# [Excerpts from a detection dataset]
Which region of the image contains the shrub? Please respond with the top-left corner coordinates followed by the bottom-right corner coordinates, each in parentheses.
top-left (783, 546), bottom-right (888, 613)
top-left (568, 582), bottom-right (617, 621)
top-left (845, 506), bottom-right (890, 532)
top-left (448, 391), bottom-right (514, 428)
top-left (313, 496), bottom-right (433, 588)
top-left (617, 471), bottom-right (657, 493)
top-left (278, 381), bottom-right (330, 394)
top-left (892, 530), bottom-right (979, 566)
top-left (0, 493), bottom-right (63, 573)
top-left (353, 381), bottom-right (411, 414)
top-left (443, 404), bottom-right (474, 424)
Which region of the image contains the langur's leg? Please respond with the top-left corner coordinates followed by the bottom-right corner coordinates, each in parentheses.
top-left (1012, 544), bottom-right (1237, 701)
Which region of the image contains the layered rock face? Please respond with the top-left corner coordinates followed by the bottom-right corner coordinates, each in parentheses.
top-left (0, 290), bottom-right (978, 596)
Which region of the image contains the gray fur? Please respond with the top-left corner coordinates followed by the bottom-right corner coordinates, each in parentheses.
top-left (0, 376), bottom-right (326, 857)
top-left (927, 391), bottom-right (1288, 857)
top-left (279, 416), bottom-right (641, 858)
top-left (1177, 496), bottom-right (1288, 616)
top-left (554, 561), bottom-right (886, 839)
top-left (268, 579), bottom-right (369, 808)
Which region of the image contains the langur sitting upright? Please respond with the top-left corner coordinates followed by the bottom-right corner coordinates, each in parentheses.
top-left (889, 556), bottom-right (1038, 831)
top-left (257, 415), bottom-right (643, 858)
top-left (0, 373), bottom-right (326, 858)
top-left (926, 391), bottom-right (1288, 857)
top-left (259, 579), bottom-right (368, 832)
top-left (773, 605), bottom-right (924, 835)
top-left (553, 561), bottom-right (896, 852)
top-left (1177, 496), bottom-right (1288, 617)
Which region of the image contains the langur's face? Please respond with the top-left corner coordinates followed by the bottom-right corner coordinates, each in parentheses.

# [Exercise task]
Turn all of the entries above into a numbered list, leaving out any blank lines.

# [Result]
1. Which region of the image contains the shrub? Please respond with the top-left corner coordinates followed by the bottom-right corner coordinates, each in parentheses.
2. top-left (783, 546), bottom-right (888, 613)
3. top-left (568, 582), bottom-right (617, 621)
4. top-left (845, 506), bottom-right (890, 532)
5. top-left (448, 391), bottom-right (514, 428)
6. top-left (313, 496), bottom-right (433, 588)
7. top-left (617, 471), bottom-right (657, 493)
8. top-left (278, 381), bottom-right (330, 394)
9. top-left (892, 530), bottom-right (979, 566)
10. top-left (0, 493), bottom-right (63, 573)
11. top-left (353, 381), bottom-right (411, 414)
12. top-left (443, 404), bottom-right (474, 424)
13. Which region of the image contains the langur's leg? Please respond with the top-left corner coordinates followed by the bottom-right corner coordinates, each in parentheses.
14. top-left (1012, 544), bottom-right (1237, 701)
15. Which region of the image contains the layered rock face? Please respond with the top-left corner coordinates followed by the bottom-right corner coordinates, each in parentheses.
16. top-left (0, 290), bottom-right (978, 596)
17. Which region of the image contains the gray fur? Please respond with the top-left corner coordinates followed by the bottom-right corner coordinates, each in parentheses.
18. top-left (0, 376), bottom-right (326, 857)
19. top-left (927, 391), bottom-right (1288, 857)
20. top-left (279, 416), bottom-right (641, 858)
21. top-left (1177, 496), bottom-right (1288, 616)
22. top-left (554, 561), bottom-right (886, 839)
23. top-left (268, 579), bottom-right (369, 808)
24. Which region of the image contains the langur sitting upright? Please respond with the top-left corner coordinates followed by the bottom-right corner coordinates, each in parentheses.
25. top-left (889, 556), bottom-right (1038, 831)
26. top-left (257, 415), bottom-right (643, 858)
27. top-left (0, 373), bottom-right (326, 858)
28. top-left (926, 391), bottom-right (1288, 857)
29. top-left (259, 579), bottom-right (368, 832)
30. top-left (773, 605), bottom-right (924, 835)
31. top-left (553, 561), bottom-right (896, 852)
32. top-left (1177, 496), bottom-right (1288, 617)
33. Which region of the image contains the langur's face? Please respond with the top-left corner coordinates followed by the bottom-right corner coordinates, each in parentheses.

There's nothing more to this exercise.